### Stated problem:
Find every line in the rows below that contains the string "surface" and copy each of those lines. Case counts.

Records contained in a dataset
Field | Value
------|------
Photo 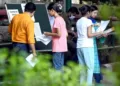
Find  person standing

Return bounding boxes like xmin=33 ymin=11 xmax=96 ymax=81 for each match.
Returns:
xmin=76 ymin=5 xmax=103 ymax=86
xmin=8 ymin=2 xmax=36 ymax=56
xmin=44 ymin=2 xmax=68 ymax=71
xmin=89 ymin=5 xmax=102 ymax=84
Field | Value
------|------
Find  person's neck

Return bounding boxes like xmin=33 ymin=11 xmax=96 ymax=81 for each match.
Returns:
xmin=55 ymin=13 xmax=60 ymax=18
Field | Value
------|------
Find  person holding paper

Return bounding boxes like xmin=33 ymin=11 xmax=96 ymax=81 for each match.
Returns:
xmin=44 ymin=3 xmax=68 ymax=71
xmin=89 ymin=5 xmax=102 ymax=84
xmin=76 ymin=5 xmax=103 ymax=86
xmin=8 ymin=2 xmax=36 ymax=56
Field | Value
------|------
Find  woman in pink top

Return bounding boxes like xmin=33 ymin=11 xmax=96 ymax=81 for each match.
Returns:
xmin=44 ymin=3 xmax=68 ymax=70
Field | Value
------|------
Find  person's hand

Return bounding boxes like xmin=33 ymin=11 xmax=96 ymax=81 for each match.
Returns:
xmin=102 ymin=33 xmax=108 ymax=37
xmin=44 ymin=32 xmax=49 ymax=36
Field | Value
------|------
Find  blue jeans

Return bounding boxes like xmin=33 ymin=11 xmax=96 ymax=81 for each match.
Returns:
xmin=77 ymin=48 xmax=94 ymax=85
xmin=53 ymin=52 xmax=64 ymax=70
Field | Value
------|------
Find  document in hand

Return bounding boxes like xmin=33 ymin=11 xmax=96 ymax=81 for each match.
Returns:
xmin=96 ymin=20 xmax=110 ymax=32
xmin=26 ymin=54 xmax=37 ymax=67
xmin=103 ymin=27 xmax=114 ymax=34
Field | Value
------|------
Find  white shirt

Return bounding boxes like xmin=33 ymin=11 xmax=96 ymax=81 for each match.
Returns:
xmin=48 ymin=15 xmax=55 ymax=28
xmin=76 ymin=17 xmax=94 ymax=48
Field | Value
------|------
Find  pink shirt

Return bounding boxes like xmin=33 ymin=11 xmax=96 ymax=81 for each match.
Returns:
xmin=52 ymin=16 xmax=67 ymax=52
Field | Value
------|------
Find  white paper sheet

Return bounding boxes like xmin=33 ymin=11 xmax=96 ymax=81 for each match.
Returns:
xmin=34 ymin=22 xmax=42 ymax=41
xmin=7 ymin=9 xmax=19 ymax=22
xmin=34 ymin=22 xmax=52 ymax=45
xmin=36 ymin=34 xmax=52 ymax=45
xmin=21 ymin=4 xmax=35 ymax=22
xmin=26 ymin=54 xmax=37 ymax=67
xmin=104 ymin=28 xmax=114 ymax=34
xmin=96 ymin=20 xmax=110 ymax=32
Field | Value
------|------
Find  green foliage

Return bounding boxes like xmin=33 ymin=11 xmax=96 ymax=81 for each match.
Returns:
xmin=99 ymin=4 xmax=112 ymax=20
xmin=0 ymin=49 xmax=85 ymax=86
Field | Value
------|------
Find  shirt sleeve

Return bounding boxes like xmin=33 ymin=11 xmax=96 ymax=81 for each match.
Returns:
xmin=8 ymin=20 xmax=13 ymax=34
xmin=26 ymin=21 xmax=35 ymax=44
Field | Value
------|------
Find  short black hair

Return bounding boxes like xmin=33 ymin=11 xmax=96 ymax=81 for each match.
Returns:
xmin=67 ymin=7 xmax=79 ymax=14
xmin=56 ymin=0 xmax=63 ymax=2
xmin=90 ymin=5 xmax=98 ymax=11
xmin=79 ymin=5 xmax=90 ymax=16
xmin=25 ymin=2 xmax=36 ymax=13
xmin=47 ymin=2 xmax=63 ymax=12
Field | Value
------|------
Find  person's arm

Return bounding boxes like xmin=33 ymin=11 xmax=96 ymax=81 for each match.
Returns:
xmin=87 ymin=25 xmax=103 ymax=38
xmin=29 ymin=44 xmax=36 ymax=56
xmin=26 ymin=21 xmax=36 ymax=56
xmin=44 ymin=28 xmax=61 ymax=37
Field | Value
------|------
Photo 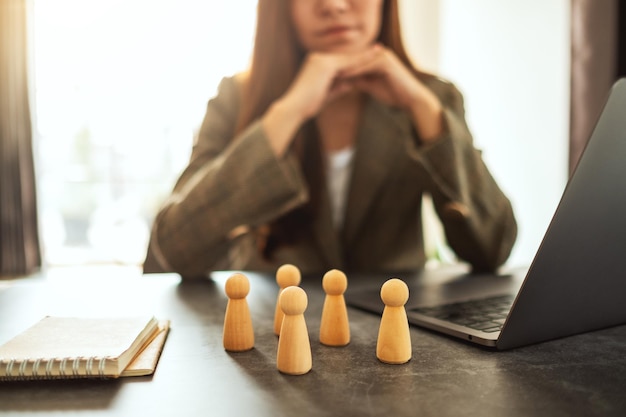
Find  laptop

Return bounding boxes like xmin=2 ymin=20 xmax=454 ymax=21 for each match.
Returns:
xmin=345 ymin=78 xmax=626 ymax=350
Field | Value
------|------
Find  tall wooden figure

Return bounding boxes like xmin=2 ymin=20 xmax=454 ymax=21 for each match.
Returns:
xmin=223 ymin=273 xmax=254 ymax=352
xmin=276 ymin=286 xmax=313 ymax=375
xmin=274 ymin=264 xmax=302 ymax=335
xmin=376 ymin=278 xmax=411 ymax=364
xmin=320 ymin=269 xmax=350 ymax=346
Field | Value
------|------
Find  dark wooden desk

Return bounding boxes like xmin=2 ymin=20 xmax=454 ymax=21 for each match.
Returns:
xmin=0 ymin=269 xmax=626 ymax=417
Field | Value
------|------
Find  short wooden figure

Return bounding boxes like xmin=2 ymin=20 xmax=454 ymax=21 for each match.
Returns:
xmin=320 ymin=269 xmax=350 ymax=346
xmin=223 ymin=273 xmax=254 ymax=352
xmin=276 ymin=286 xmax=313 ymax=375
xmin=274 ymin=264 xmax=302 ymax=335
xmin=376 ymin=278 xmax=411 ymax=364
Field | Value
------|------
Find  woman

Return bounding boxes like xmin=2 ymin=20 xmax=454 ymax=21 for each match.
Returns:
xmin=144 ymin=0 xmax=517 ymax=277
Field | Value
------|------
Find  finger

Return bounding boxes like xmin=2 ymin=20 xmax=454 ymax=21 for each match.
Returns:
xmin=339 ymin=46 xmax=385 ymax=78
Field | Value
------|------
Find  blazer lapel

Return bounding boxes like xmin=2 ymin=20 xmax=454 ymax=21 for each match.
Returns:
xmin=341 ymin=99 xmax=413 ymax=248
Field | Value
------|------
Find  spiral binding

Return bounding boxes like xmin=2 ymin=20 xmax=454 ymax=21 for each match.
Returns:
xmin=0 ymin=356 xmax=112 ymax=381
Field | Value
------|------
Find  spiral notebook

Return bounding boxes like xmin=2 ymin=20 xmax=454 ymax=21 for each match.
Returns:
xmin=0 ymin=316 xmax=169 ymax=381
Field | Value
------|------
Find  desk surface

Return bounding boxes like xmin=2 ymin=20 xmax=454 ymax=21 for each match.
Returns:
xmin=0 ymin=269 xmax=626 ymax=417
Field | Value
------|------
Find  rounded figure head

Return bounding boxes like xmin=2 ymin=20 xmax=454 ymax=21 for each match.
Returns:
xmin=322 ymin=269 xmax=348 ymax=295
xmin=225 ymin=274 xmax=250 ymax=299
xmin=279 ymin=286 xmax=309 ymax=316
xmin=380 ymin=278 xmax=409 ymax=307
xmin=276 ymin=264 xmax=302 ymax=288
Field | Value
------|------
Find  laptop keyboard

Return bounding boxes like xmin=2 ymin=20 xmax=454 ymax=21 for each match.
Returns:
xmin=411 ymin=295 xmax=515 ymax=333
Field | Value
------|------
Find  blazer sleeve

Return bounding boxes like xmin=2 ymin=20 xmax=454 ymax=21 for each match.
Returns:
xmin=150 ymin=78 xmax=308 ymax=277
xmin=409 ymin=79 xmax=517 ymax=271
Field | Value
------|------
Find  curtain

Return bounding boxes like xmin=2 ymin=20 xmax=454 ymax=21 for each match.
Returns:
xmin=0 ymin=0 xmax=41 ymax=276
xmin=569 ymin=0 xmax=618 ymax=173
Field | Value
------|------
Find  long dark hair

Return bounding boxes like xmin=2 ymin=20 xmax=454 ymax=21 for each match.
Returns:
xmin=237 ymin=0 xmax=427 ymax=258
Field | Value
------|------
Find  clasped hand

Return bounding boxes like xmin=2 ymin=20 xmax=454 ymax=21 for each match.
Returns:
xmin=283 ymin=44 xmax=428 ymax=121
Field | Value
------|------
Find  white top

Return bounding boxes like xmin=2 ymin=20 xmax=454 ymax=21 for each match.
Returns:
xmin=326 ymin=147 xmax=354 ymax=228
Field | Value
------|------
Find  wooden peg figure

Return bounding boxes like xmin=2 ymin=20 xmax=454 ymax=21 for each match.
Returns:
xmin=320 ymin=269 xmax=350 ymax=346
xmin=223 ymin=273 xmax=254 ymax=352
xmin=376 ymin=278 xmax=411 ymax=364
xmin=274 ymin=264 xmax=302 ymax=335
xmin=276 ymin=286 xmax=313 ymax=375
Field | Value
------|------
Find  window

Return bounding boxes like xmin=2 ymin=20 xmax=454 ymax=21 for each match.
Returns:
xmin=31 ymin=0 xmax=256 ymax=265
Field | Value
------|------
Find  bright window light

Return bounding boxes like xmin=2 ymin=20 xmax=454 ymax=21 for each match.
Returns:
xmin=31 ymin=0 xmax=256 ymax=265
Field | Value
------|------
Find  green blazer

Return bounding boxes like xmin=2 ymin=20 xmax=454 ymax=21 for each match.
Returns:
xmin=144 ymin=77 xmax=517 ymax=277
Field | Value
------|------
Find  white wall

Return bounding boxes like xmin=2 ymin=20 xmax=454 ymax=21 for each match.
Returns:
xmin=401 ymin=0 xmax=570 ymax=265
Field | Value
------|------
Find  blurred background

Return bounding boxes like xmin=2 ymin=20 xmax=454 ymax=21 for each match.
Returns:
xmin=0 ymin=0 xmax=624 ymax=272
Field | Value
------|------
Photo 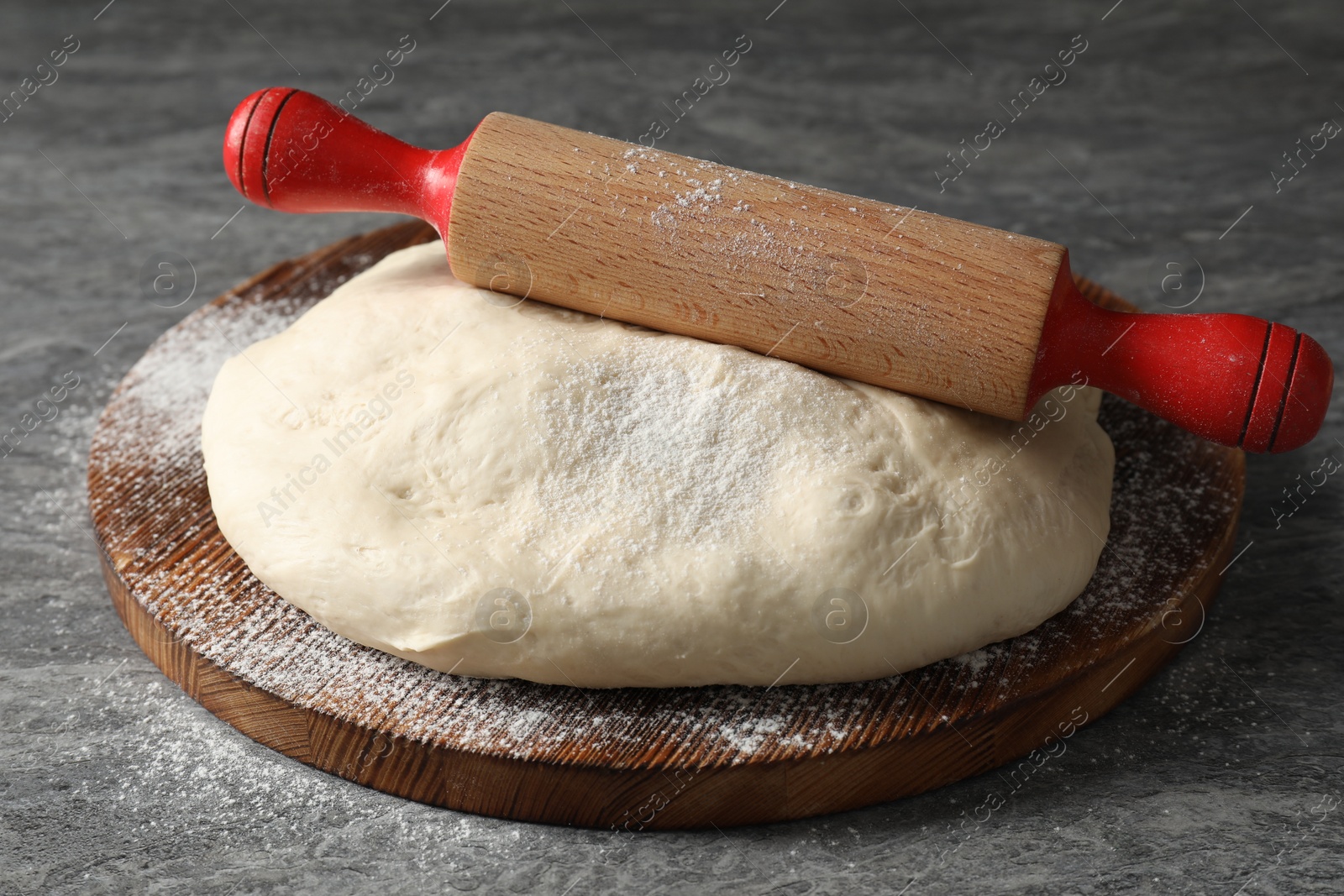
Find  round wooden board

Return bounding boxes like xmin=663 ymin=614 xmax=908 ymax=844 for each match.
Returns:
xmin=89 ymin=223 xmax=1245 ymax=831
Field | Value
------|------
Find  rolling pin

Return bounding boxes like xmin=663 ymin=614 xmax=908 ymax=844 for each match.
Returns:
xmin=224 ymin=87 xmax=1335 ymax=453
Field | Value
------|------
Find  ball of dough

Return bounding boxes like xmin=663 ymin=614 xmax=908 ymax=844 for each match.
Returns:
xmin=202 ymin=242 xmax=1114 ymax=688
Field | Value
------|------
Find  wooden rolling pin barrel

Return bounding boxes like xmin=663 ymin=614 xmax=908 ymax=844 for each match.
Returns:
xmin=224 ymin=87 xmax=1333 ymax=453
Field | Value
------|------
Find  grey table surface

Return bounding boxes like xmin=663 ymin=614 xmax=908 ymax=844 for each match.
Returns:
xmin=0 ymin=0 xmax=1344 ymax=894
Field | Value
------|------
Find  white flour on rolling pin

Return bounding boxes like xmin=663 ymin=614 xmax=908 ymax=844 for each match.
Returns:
xmin=202 ymin=242 xmax=1114 ymax=686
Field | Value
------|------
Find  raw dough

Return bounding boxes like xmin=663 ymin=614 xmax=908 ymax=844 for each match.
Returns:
xmin=202 ymin=242 xmax=1114 ymax=688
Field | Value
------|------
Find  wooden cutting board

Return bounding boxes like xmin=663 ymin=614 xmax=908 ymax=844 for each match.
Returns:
xmin=89 ymin=223 xmax=1245 ymax=831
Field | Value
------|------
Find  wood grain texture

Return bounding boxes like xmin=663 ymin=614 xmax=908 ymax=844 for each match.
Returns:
xmin=89 ymin=223 xmax=1245 ymax=831
xmin=449 ymin=113 xmax=1064 ymax=419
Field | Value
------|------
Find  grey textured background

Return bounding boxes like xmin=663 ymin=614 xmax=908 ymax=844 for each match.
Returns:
xmin=0 ymin=0 xmax=1344 ymax=894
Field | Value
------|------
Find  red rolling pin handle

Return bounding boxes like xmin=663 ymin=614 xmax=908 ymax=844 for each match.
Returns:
xmin=224 ymin=87 xmax=1335 ymax=453
xmin=1030 ymin=254 xmax=1335 ymax=454
xmin=224 ymin=87 xmax=470 ymax=231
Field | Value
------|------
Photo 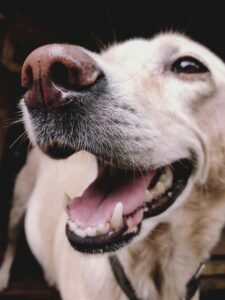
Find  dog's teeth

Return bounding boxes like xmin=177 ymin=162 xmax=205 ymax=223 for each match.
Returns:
xmin=85 ymin=227 xmax=96 ymax=237
xmin=154 ymin=181 xmax=165 ymax=196
xmin=159 ymin=167 xmax=173 ymax=188
xmin=69 ymin=222 xmax=87 ymax=238
xmin=96 ymin=223 xmax=110 ymax=235
xmin=63 ymin=193 xmax=72 ymax=213
xmin=74 ymin=228 xmax=87 ymax=238
xmin=145 ymin=190 xmax=154 ymax=202
xmin=110 ymin=202 xmax=123 ymax=230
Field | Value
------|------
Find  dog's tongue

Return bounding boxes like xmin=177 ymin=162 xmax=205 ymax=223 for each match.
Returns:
xmin=68 ymin=167 xmax=155 ymax=228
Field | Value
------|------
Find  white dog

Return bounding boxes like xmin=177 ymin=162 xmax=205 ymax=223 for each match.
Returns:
xmin=0 ymin=33 xmax=225 ymax=300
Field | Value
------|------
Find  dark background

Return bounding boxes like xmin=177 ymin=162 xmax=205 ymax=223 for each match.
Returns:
xmin=0 ymin=0 xmax=225 ymax=300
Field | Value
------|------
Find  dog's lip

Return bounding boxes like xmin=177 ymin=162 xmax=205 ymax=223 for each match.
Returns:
xmin=66 ymin=159 xmax=193 ymax=253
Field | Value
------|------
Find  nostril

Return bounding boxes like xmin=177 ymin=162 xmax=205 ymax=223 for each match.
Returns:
xmin=22 ymin=65 xmax=34 ymax=89
xmin=50 ymin=62 xmax=87 ymax=91
xmin=50 ymin=62 xmax=72 ymax=90
xmin=49 ymin=61 xmax=102 ymax=91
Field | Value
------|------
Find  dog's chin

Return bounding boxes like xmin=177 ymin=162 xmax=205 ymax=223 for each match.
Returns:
xmin=61 ymin=152 xmax=193 ymax=254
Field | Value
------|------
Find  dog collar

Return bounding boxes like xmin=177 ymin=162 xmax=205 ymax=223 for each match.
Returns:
xmin=109 ymin=255 xmax=205 ymax=300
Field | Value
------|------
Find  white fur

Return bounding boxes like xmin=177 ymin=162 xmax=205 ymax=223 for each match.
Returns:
xmin=0 ymin=34 xmax=225 ymax=300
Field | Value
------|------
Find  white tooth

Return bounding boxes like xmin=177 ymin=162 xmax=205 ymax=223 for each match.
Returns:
xmin=63 ymin=193 xmax=72 ymax=213
xmin=110 ymin=202 xmax=123 ymax=230
xmin=159 ymin=167 xmax=173 ymax=188
xmin=145 ymin=190 xmax=154 ymax=202
xmin=154 ymin=181 xmax=165 ymax=196
xmin=85 ymin=227 xmax=96 ymax=236
xmin=97 ymin=223 xmax=109 ymax=234
xmin=68 ymin=221 xmax=77 ymax=232
xmin=74 ymin=228 xmax=87 ymax=238
xmin=68 ymin=221 xmax=86 ymax=238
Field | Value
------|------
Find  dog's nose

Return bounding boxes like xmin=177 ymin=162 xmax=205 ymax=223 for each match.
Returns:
xmin=22 ymin=44 xmax=103 ymax=109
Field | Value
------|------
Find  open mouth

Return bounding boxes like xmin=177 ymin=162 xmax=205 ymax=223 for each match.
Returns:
xmin=66 ymin=159 xmax=192 ymax=253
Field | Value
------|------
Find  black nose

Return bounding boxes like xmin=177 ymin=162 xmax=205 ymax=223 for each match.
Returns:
xmin=22 ymin=44 xmax=103 ymax=109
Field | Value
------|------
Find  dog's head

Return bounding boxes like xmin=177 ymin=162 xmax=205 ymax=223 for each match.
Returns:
xmin=22 ymin=34 xmax=225 ymax=253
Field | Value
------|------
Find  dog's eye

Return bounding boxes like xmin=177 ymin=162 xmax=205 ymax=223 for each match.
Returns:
xmin=172 ymin=56 xmax=209 ymax=74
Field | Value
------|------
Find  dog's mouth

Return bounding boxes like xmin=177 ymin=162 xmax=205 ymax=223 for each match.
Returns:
xmin=66 ymin=159 xmax=193 ymax=253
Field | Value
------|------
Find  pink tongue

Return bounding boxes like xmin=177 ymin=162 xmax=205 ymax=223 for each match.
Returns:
xmin=69 ymin=168 xmax=155 ymax=228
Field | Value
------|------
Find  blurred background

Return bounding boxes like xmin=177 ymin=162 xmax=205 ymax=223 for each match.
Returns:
xmin=0 ymin=0 xmax=225 ymax=300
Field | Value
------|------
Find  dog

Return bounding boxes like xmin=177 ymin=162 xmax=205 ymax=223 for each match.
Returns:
xmin=0 ymin=32 xmax=225 ymax=300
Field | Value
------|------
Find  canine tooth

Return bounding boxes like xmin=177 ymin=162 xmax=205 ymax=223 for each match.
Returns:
xmin=74 ymin=228 xmax=87 ymax=238
xmin=63 ymin=193 xmax=72 ymax=212
xmin=85 ymin=227 xmax=96 ymax=236
xmin=154 ymin=181 xmax=165 ymax=196
xmin=97 ymin=223 xmax=109 ymax=234
xmin=69 ymin=221 xmax=77 ymax=232
xmin=159 ymin=167 xmax=173 ymax=187
xmin=110 ymin=202 xmax=123 ymax=230
xmin=145 ymin=190 xmax=154 ymax=202
xmin=69 ymin=222 xmax=86 ymax=238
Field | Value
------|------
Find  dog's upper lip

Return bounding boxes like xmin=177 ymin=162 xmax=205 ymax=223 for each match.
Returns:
xmin=69 ymin=167 xmax=156 ymax=228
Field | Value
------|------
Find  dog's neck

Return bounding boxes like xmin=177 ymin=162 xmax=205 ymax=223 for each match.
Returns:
xmin=112 ymin=191 xmax=225 ymax=300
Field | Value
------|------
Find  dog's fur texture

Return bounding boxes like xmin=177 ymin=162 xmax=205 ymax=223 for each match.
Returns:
xmin=0 ymin=33 xmax=225 ymax=300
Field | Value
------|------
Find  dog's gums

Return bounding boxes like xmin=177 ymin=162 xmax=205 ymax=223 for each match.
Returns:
xmin=64 ymin=159 xmax=192 ymax=253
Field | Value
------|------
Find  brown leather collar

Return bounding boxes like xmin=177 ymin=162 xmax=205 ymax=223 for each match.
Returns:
xmin=109 ymin=255 xmax=205 ymax=300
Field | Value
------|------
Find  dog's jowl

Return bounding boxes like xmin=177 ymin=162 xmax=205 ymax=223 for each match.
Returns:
xmin=0 ymin=33 xmax=225 ymax=300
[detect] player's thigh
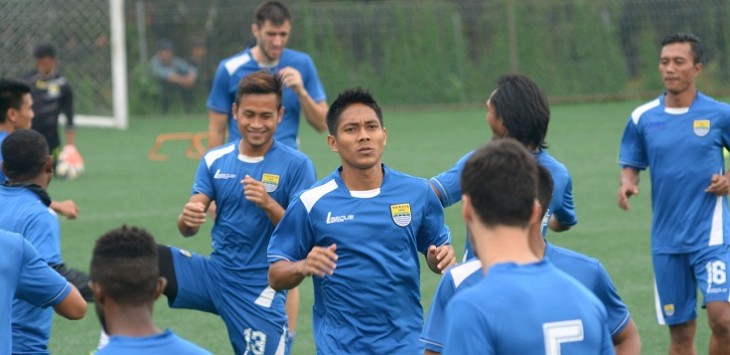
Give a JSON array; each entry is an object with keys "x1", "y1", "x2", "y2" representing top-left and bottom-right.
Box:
[
  {"x1": 652, "y1": 254, "x2": 697, "y2": 325},
  {"x1": 170, "y1": 247, "x2": 220, "y2": 314}
]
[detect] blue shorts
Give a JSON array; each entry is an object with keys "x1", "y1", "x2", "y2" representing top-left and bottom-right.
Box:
[
  {"x1": 170, "y1": 247, "x2": 289, "y2": 355},
  {"x1": 652, "y1": 245, "x2": 730, "y2": 325}
]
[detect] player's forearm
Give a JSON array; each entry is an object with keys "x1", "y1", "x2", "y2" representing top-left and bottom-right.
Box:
[{"x1": 269, "y1": 260, "x2": 306, "y2": 291}]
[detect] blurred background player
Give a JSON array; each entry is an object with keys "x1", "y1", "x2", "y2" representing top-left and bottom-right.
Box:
[
  {"x1": 0, "y1": 229, "x2": 86, "y2": 354},
  {"x1": 0, "y1": 129, "x2": 91, "y2": 354},
  {"x1": 443, "y1": 138, "x2": 614, "y2": 355},
  {"x1": 268, "y1": 89, "x2": 454, "y2": 354},
  {"x1": 421, "y1": 165, "x2": 641, "y2": 355},
  {"x1": 0, "y1": 79, "x2": 79, "y2": 219},
  {"x1": 430, "y1": 74, "x2": 578, "y2": 260},
  {"x1": 89, "y1": 225, "x2": 210, "y2": 355},
  {"x1": 617, "y1": 33, "x2": 730, "y2": 354},
  {"x1": 160, "y1": 71, "x2": 315, "y2": 354}
]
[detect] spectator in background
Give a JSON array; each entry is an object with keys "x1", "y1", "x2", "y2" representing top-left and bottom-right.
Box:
[{"x1": 150, "y1": 39, "x2": 198, "y2": 113}]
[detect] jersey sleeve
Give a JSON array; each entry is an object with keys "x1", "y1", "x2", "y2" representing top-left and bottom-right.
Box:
[
  {"x1": 442, "y1": 298, "x2": 495, "y2": 355},
  {"x1": 421, "y1": 272, "x2": 456, "y2": 353},
  {"x1": 267, "y1": 199, "x2": 314, "y2": 263},
  {"x1": 592, "y1": 263, "x2": 631, "y2": 337},
  {"x1": 302, "y1": 56, "x2": 327, "y2": 103},
  {"x1": 429, "y1": 151, "x2": 474, "y2": 207},
  {"x1": 417, "y1": 184, "x2": 451, "y2": 255},
  {"x1": 206, "y1": 62, "x2": 233, "y2": 115},
  {"x1": 618, "y1": 118, "x2": 649, "y2": 170},
  {"x1": 15, "y1": 240, "x2": 71, "y2": 308}
]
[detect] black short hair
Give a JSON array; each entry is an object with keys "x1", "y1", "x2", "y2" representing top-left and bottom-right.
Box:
[
  {"x1": 0, "y1": 79, "x2": 30, "y2": 123},
  {"x1": 236, "y1": 70, "x2": 282, "y2": 110},
  {"x1": 490, "y1": 74, "x2": 550, "y2": 149},
  {"x1": 254, "y1": 1, "x2": 291, "y2": 28},
  {"x1": 662, "y1": 32, "x2": 705, "y2": 64},
  {"x1": 461, "y1": 138, "x2": 538, "y2": 228},
  {"x1": 327, "y1": 87, "x2": 383, "y2": 136},
  {"x1": 1, "y1": 129, "x2": 50, "y2": 182},
  {"x1": 33, "y1": 43, "x2": 56, "y2": 59},
  {"x1": 89, "y1": 225, "x2": 160, "y2": 306}
]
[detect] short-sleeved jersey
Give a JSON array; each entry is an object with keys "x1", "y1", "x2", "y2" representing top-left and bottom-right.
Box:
[
  {"x1": 421, "y1": 243, "x2": 631, "y2": 353},
  {"x1": 96, "y1": 329, "x2": 211, "y2": 355},
  {"x1": 269, "y1": 166, "x2": 451, "y2": 354},
  {"x1": 207, "y1": 48, "x2": 327, "y2": 149},
  {"x1": 443, "y1": 260, "x2": 614, "y2": 355},
  {"x1": 0, "y1": 230, "x2": 71, "y2": 354},
  {"x1": 0, "y1": 186, "x2": 63, "y2": 353},
  {"x1": 192, "y1": 141, "x2": 316, "y2": 280},
  {"x1": 619, "y1": 92, "x2": 730, "y2": 253},
  {"x1": 26, "y1": 73, "x2": 74, "y2": 151}
]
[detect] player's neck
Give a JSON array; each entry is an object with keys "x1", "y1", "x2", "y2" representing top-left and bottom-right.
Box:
[
  {"x1": 664, "y1": 85, "x2": 697, "y2": 108},
  {"x1": 340, "y1": 162, "x2": 385, "y2": 191}
]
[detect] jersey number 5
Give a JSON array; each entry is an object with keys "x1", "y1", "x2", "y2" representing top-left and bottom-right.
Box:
[{"x1": 542, "y1": 319, "x2": 583, "y2": 355}]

### Answer to the problem:
Find  desk surface
Find  grey table surface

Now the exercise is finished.